The problem.
Go through the material below and keep only the lines that contain the string "woman". Copy each of those lines unchanged, in the order they appear.

Material provided.
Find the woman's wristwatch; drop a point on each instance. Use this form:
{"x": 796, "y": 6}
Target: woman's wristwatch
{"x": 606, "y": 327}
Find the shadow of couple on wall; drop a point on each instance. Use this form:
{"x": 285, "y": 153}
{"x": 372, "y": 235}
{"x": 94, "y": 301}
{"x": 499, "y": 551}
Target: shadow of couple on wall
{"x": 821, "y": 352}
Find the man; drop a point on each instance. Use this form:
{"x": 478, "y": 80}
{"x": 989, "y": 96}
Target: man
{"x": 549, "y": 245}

---

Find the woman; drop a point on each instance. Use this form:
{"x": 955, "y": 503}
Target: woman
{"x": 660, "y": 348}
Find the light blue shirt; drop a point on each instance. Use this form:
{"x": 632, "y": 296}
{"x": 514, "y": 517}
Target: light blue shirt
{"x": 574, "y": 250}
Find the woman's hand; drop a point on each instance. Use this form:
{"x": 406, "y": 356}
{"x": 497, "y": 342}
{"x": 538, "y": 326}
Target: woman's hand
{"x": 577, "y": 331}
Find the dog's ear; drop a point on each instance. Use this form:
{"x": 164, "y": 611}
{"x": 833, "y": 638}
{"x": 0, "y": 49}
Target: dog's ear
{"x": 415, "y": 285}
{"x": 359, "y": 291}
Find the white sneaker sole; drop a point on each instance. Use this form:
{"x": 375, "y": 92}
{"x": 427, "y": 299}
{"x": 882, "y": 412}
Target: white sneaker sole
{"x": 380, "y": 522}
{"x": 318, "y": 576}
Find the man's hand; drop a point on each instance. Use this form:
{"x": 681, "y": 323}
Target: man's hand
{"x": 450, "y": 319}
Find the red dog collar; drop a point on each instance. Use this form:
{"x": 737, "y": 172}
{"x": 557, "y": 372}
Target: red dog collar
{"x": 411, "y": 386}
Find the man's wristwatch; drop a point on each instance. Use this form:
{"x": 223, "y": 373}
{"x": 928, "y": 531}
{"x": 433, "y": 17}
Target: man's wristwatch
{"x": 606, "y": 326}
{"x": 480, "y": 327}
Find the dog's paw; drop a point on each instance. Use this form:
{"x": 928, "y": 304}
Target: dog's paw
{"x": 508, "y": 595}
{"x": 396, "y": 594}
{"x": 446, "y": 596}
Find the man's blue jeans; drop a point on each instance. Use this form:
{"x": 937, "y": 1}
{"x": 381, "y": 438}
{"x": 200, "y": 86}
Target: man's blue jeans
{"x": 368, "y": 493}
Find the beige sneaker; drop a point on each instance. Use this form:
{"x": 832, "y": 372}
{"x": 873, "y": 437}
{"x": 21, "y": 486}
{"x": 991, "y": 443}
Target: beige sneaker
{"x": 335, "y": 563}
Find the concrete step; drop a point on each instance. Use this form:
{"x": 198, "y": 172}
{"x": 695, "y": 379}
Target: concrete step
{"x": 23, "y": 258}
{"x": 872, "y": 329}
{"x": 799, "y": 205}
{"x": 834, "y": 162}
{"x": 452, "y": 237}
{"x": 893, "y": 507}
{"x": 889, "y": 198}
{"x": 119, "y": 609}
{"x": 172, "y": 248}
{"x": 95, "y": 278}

Task answer.
Find the woman's wristwatch; drop a point on each instance. Use this form:
Target: woman's wristwatch
Find the woman; drop a point on each instance. Use this form:
Target: woman
Find the woman's hand; drop a point on each instance. Use this form:
Target: woman's hand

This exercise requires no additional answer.